What you should do: Take the data below and filter it for lines containing the word "label"; show each line found.
________________________
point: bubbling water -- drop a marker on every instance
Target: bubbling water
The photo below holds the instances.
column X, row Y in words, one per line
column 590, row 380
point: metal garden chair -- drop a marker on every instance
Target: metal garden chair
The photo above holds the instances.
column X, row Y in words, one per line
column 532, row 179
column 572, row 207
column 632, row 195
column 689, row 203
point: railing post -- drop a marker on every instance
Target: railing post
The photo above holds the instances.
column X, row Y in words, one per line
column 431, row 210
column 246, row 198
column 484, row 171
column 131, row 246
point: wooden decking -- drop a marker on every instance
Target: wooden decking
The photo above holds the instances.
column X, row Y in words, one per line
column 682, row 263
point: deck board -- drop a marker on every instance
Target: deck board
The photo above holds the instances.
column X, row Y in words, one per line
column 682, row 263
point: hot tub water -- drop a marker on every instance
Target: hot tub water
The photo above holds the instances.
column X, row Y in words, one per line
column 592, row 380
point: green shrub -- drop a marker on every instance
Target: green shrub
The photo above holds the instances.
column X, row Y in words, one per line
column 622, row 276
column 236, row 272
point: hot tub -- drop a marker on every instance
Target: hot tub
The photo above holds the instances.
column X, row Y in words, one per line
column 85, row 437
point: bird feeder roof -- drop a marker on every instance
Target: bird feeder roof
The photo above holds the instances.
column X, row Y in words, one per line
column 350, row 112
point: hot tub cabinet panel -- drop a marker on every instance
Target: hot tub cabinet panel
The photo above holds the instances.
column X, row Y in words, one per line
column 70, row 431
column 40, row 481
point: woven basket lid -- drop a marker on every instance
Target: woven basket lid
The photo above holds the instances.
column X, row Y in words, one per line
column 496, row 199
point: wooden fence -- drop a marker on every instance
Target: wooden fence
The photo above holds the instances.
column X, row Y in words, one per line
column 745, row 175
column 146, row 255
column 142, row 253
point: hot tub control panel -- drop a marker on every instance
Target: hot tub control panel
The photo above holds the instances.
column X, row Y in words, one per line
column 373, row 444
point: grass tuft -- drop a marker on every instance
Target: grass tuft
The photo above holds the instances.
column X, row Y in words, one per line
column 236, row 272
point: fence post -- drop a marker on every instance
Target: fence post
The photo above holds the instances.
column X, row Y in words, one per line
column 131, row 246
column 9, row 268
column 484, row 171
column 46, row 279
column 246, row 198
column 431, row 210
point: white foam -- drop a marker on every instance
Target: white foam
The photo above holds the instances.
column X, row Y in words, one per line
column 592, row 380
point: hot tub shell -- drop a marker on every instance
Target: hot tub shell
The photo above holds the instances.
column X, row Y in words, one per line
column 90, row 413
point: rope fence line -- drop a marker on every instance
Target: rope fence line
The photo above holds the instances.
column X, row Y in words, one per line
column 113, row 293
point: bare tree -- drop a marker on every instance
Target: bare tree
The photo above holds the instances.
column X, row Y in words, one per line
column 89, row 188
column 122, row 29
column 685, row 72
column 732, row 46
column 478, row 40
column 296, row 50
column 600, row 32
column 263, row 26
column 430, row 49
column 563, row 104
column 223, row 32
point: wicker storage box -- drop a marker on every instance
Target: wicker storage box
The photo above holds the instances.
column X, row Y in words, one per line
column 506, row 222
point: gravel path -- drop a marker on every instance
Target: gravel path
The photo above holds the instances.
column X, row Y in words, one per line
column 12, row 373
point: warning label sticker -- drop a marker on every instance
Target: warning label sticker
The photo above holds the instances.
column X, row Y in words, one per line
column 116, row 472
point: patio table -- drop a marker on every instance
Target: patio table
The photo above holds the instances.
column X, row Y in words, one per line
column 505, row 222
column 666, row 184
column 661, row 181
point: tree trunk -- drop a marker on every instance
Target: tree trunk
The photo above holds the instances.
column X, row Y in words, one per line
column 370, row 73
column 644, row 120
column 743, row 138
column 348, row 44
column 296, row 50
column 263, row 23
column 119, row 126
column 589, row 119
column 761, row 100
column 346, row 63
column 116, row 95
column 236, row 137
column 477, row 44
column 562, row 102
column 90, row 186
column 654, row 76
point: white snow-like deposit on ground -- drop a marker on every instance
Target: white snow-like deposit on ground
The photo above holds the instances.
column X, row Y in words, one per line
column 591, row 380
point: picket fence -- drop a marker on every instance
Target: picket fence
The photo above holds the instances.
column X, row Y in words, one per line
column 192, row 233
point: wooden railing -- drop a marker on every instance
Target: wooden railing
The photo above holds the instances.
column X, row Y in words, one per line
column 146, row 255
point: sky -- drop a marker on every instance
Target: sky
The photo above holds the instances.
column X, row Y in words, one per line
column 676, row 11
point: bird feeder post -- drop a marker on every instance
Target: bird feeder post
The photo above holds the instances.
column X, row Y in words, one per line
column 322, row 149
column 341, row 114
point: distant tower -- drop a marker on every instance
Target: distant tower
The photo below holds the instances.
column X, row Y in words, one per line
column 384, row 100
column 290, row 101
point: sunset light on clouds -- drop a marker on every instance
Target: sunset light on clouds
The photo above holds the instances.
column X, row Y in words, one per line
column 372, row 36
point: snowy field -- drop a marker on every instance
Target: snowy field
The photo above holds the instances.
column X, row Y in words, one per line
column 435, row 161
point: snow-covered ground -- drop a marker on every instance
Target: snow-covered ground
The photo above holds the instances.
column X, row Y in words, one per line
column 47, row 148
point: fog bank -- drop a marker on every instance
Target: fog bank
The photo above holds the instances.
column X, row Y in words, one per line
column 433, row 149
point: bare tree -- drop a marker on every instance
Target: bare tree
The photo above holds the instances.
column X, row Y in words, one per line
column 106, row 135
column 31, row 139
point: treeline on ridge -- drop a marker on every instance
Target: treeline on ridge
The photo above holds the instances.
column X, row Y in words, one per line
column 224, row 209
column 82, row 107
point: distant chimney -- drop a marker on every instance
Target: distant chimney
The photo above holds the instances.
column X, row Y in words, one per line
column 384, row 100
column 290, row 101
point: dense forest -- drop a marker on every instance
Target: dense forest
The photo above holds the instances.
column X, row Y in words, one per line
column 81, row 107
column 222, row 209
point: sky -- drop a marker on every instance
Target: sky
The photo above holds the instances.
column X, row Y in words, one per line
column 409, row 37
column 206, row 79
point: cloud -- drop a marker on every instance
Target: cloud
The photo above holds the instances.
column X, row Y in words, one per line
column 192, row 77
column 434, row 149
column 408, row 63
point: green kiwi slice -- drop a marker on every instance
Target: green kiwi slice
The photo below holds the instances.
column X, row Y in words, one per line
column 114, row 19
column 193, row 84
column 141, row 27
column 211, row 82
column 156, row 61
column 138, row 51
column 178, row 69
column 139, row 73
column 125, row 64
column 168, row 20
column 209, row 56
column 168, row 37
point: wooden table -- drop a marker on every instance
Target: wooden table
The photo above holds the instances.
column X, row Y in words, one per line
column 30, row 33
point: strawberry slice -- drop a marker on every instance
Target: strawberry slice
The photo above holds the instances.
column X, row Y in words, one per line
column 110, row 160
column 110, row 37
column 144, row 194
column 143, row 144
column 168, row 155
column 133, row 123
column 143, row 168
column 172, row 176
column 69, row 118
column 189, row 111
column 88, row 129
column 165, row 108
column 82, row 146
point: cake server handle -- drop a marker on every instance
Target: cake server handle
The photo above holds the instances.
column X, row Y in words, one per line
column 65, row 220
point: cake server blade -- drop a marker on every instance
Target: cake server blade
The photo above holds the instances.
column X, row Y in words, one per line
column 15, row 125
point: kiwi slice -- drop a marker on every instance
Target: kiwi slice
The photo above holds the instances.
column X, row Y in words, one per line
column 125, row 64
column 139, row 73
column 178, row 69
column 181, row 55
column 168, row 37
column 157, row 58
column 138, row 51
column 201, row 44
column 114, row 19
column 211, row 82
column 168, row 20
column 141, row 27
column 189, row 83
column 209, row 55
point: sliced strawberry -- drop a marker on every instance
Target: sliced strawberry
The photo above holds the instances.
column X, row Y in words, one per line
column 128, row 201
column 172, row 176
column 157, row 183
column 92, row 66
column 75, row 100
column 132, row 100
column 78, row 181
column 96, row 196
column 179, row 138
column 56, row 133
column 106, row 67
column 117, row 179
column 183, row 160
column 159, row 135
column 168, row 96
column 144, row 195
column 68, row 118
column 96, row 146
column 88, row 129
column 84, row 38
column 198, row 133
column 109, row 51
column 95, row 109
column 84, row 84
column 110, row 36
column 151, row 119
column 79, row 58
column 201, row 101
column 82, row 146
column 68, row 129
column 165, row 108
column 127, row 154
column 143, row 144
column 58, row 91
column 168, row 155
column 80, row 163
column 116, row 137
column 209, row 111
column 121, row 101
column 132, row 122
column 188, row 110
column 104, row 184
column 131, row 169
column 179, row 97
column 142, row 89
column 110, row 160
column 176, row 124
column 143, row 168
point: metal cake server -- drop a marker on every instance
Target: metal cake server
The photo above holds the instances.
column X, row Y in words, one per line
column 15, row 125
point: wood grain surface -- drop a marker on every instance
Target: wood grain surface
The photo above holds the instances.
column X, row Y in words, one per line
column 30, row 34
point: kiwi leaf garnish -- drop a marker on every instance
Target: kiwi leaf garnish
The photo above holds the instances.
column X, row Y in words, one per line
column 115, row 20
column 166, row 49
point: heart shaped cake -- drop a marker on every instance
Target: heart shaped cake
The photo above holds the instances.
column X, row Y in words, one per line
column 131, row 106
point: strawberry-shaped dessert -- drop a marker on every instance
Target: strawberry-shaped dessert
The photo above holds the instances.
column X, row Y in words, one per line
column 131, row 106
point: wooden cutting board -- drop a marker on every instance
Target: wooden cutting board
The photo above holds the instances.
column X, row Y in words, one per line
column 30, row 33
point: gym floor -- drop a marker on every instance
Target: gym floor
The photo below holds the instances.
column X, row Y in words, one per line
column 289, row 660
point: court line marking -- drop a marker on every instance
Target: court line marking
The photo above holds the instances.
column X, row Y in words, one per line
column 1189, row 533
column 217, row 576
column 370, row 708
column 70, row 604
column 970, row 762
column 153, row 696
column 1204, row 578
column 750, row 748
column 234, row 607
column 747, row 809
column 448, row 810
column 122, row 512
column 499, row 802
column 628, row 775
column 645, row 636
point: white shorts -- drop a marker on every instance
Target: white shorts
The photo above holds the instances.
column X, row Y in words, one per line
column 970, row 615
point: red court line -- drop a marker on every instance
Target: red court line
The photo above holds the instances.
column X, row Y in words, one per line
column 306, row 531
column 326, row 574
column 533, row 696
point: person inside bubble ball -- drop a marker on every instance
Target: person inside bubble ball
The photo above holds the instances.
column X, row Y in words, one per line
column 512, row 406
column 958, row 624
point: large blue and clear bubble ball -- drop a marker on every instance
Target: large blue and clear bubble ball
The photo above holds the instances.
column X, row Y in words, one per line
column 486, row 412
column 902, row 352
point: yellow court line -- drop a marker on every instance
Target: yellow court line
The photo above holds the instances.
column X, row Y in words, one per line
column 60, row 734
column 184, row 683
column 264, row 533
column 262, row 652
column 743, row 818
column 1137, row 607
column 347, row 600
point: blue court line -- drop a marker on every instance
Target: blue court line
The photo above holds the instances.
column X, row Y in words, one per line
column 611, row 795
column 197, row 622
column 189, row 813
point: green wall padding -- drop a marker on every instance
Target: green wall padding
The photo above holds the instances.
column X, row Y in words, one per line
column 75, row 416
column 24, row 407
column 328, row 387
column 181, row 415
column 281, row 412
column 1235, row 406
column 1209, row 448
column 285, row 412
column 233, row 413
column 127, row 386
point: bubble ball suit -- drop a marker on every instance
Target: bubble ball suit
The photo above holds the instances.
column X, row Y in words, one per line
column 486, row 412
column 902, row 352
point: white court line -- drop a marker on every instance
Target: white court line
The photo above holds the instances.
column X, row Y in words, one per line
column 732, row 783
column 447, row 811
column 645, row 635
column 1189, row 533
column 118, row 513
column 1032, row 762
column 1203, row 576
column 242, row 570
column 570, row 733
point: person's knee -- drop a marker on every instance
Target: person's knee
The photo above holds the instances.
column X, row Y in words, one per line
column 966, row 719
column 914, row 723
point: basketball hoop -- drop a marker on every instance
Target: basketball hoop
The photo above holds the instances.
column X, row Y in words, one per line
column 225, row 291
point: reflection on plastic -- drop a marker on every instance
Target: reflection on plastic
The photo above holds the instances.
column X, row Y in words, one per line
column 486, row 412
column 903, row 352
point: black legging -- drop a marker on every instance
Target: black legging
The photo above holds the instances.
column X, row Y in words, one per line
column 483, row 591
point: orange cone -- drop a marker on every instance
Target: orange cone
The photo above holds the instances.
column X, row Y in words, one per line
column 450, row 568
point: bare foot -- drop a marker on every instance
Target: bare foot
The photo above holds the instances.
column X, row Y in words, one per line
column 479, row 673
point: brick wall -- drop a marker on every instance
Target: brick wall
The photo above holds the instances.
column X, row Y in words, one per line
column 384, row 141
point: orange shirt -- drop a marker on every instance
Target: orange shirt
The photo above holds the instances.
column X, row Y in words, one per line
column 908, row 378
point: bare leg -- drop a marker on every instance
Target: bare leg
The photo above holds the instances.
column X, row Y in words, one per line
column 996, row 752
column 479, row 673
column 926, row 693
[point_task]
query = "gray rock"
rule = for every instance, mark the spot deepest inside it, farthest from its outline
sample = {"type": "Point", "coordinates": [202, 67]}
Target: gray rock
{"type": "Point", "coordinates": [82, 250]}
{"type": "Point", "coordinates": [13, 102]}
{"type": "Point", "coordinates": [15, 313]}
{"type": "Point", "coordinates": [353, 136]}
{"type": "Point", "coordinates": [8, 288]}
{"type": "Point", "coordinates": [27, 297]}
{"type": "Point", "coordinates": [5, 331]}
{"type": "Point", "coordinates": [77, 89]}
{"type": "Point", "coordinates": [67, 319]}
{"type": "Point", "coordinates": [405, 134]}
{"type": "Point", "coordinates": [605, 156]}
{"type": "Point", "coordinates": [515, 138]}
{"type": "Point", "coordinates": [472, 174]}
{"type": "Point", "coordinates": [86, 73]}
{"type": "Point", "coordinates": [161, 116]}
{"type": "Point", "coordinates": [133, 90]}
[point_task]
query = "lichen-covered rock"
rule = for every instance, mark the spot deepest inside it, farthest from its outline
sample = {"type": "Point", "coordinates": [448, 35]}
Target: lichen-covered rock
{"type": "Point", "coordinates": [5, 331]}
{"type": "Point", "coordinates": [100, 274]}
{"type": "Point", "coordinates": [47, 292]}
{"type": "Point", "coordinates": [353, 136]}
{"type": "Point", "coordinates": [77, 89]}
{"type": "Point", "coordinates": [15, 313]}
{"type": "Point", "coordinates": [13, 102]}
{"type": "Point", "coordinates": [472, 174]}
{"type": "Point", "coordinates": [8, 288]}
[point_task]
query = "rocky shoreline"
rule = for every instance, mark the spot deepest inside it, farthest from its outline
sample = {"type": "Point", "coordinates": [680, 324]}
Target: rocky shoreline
________________________
Answer space:
point: warning label sticker -- drop a marker on every instance
Target: warning label sticker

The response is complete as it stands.